EXERCISE: Write what comes next in the interview transcript about the origin of the phrase "devil's advocate," starting after its final line.

DOCUMENT SEGMENT:
--------

BEN ZIMMER: Yeah. Dan Brown has kind of a fanciful view of what goes on in the Vatican.
MARTIN: Ben Zimmer knows a thing or two about this. He is the language columnist for the Boston Globe, and he wasted no words in setting me straight.
ZIMMER: There is no actual devil's advocate in the process of selecting a pope.
MARTIN: OK. So, if this word has no roots in Catholicism or the papal conclave, where in the world did it come from?
ZIMMER: Well, it does come from Catholicism, just not from the conclave. It comes from the process that the Vatican has for declaring someone a saint - the canonization process. This official was appointed to argue against a proposed canonization or a beatification; that's the step right before canonization. And in this position, the person was supposed to take a skeptical view about this candidate's saintliness, questioning were these really miracles that the candidate performed? You know, if you've read "Paradise Lost," you know that the devil is very good at arguing, very persuasive. I guess the idea then was that there should be a position advocating a negative view, even if it was unpopular, just so that something as important as sainthood can withstand any kind of skepticism.

--------

STORED RECORDS:
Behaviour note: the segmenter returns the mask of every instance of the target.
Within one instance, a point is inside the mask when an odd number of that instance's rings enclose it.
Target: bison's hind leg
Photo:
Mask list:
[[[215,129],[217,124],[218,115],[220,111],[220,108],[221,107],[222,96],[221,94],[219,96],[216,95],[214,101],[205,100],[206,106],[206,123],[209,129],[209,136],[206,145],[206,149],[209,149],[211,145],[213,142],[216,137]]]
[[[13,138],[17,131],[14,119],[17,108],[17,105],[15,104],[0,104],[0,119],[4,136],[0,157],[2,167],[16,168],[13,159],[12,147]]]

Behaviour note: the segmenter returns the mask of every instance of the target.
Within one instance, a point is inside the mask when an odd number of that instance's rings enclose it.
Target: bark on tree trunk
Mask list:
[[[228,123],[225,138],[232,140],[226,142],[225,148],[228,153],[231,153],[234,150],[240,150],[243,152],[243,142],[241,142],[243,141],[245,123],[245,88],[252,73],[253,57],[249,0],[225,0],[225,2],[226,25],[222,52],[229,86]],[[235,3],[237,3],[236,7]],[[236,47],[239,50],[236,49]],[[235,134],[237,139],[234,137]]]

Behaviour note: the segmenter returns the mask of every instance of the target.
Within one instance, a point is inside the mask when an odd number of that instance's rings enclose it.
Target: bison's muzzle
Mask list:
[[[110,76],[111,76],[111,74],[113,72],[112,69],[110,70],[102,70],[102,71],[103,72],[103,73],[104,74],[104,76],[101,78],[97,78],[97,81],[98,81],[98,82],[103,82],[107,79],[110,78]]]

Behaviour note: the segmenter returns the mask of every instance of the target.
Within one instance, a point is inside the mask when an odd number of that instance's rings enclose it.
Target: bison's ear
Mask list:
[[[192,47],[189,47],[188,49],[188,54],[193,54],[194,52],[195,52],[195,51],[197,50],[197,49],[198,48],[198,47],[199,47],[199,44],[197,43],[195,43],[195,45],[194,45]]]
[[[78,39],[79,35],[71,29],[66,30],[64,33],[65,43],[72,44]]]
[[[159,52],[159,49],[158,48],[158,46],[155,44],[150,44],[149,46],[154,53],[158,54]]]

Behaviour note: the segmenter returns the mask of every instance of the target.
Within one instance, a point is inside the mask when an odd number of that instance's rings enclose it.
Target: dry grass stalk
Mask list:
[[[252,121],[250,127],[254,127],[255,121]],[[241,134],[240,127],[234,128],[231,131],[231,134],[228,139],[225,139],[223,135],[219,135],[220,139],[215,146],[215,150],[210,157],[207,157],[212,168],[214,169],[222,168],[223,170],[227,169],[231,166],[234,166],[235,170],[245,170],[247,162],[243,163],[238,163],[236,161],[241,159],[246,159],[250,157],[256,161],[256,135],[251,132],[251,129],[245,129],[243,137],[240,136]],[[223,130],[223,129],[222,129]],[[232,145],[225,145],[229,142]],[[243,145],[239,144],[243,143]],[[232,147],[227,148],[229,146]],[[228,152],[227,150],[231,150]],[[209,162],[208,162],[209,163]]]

--------

EXERCISE ANSWER:
MARTIN: Does this still happen?
ZIMMER: No. Actually, the position of devil's advocate was abolished by Pope John Paul II in 1983. This was part of streamlining the whole canonization process. They still have a procedure for presenting opposing views. For instance, Christopher Hitchens was brought in to testify when Mother Teresa was being beatified in 2002. But there's no formal position of a devil's advocate anymore in the Vatican.
MARTIN: So, obviously, this is a phrase that we now hear it everywhere. It's ubiquitous in common usage. How does that happen? You're someone who studies words and how they permeate our popular culture. What was the tipping point?
ZIMMER: It was a gradual process, I think. That Latin expression, advocatus diaboli, was translated into English as devil's advocate - that's what it means. And then starting in the 18th century, I think people were just so interested in this expression and what it represented that they started using it in a more general way and a more secular way. You take an opposing position in a debate just for the sake of argument. You don't have to necessarily believe the position, but you still think that objections to an argument should be raised anyway.
MARTIN: Ben Zimmer of the Boston Globe. Ben, thanks so much.
ZIMMER: Thank you.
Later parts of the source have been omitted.